* [Text passage]:

::::

Public API and Backward Incompatible Changes

This section lists public API changes that were introduced in Aspose.Words 20.5. It includes not only new and obsoleted public methods, but also a description of any changes in the behavior behind the scenes in Aspose.Words which may affect existing code. Any behavior introduced that could be seen as regression and modifies existing behavior is especially important and is documented here.

Added a new public property OoxmlSaveOptions.CompressionLevel

Related issue: WORDSNET-20169

A new public option has been added to the ‘OoxmlSaveOptions’ class:

.NET

/// <summary>
/// Specifies the compression level used to save document.
/// </summary>
public CompressionLevel CompressionLevel

The corresponding public ‘CompressionLevel’ enum has been added to the ‘Aspose.Words.Saving’ namespace:

.NET

/// <summary>
/// The compression level for OOXML files. 
/// <para>
/// (DOCX and DOTX files are internally a ZIP-archive, this property controls the compression level of the archive.
/// </para>
/// <para>
/// Note, that FlatOpc file is not a ZIP-archive, therefore, this property does not affect the FlatOpc files.)
/// </para>
/// </summary>
public enum CompressionLevel
{
    /// <summary>
    /// Normal compression level. Default compression level used by Aspose.Words.
    /// </summary>
    Normal = 0,
    /// <summary>
    /// Maximum compression level.

::::

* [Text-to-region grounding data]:
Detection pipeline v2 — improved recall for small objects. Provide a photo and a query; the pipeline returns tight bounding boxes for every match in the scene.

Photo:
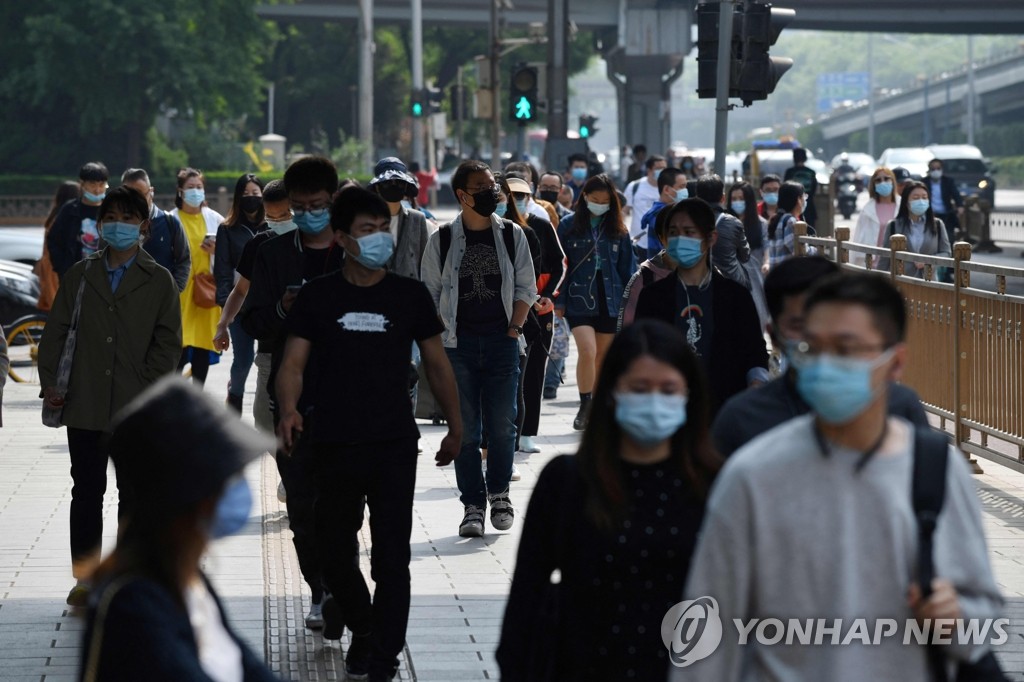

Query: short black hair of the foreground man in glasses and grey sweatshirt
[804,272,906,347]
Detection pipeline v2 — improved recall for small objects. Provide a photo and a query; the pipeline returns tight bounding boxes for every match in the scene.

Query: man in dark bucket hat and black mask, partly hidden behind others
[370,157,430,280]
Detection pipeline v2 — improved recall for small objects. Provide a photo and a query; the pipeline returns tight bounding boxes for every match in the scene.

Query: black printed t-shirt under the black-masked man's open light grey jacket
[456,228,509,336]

::::

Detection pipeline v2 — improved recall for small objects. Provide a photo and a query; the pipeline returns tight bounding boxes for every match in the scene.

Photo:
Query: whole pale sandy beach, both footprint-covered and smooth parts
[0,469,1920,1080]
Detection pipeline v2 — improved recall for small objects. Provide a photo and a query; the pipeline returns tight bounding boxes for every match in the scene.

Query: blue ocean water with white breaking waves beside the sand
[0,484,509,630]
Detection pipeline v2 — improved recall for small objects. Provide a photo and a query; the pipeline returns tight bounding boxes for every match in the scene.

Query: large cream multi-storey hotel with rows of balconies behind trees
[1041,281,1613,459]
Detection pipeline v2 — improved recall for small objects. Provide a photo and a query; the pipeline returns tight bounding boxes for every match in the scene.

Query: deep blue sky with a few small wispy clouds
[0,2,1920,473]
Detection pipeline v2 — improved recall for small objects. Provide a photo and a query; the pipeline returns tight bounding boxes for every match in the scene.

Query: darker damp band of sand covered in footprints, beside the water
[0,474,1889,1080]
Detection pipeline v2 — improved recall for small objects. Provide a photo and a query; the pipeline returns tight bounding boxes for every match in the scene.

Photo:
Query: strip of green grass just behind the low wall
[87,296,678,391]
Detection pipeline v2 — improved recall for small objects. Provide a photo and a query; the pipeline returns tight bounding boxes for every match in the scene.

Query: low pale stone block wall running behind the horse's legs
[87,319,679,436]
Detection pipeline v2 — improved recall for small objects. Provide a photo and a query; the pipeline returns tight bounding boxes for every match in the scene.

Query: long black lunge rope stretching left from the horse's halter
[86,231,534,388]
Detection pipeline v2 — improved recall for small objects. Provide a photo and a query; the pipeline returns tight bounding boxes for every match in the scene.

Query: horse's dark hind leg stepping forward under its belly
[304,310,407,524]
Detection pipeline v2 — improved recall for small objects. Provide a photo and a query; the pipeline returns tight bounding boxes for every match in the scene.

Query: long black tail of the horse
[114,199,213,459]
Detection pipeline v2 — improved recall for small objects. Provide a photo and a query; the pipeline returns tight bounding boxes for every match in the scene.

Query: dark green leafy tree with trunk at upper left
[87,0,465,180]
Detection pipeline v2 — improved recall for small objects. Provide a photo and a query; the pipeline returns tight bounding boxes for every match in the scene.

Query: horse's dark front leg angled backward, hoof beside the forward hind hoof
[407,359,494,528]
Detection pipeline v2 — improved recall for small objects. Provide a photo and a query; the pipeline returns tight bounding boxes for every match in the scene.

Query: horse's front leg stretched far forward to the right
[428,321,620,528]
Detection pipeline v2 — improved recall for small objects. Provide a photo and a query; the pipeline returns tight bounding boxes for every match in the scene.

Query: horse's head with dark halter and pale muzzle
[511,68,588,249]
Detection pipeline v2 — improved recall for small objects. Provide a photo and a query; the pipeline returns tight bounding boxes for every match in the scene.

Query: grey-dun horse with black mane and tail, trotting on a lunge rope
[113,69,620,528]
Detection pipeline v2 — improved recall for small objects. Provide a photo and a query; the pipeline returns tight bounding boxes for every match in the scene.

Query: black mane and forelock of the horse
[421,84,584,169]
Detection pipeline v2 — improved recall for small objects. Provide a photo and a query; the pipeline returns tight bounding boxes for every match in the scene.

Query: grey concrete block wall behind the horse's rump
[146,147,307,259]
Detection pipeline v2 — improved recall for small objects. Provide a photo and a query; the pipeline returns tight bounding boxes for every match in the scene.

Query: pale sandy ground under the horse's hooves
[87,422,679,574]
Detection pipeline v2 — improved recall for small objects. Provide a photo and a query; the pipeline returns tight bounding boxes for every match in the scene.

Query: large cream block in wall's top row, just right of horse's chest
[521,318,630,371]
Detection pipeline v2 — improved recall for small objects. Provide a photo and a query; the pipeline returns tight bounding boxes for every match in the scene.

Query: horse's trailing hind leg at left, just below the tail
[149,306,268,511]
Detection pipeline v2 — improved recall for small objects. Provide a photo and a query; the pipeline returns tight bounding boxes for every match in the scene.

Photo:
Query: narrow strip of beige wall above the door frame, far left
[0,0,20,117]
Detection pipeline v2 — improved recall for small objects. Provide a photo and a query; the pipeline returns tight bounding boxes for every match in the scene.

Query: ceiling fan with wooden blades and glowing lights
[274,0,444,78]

::::

* [List of tasks]:
1 - In the API changes text, which compression level does Aspose.Words use by default?
2 - Write out the part of the API changes text beginning at the words "Related issue: WORDSNET-20169" and ending after "to save document.".

* [Answers to this exercise]:
1 - The Normal compression level, which has the value 0.

2 -
Related issue: WORDSNET-20169

A new public option has been added to the ‘OoxmlSaveOptions’ class:

.NET

/// <summary>
/// Specifies the compression level used to save document.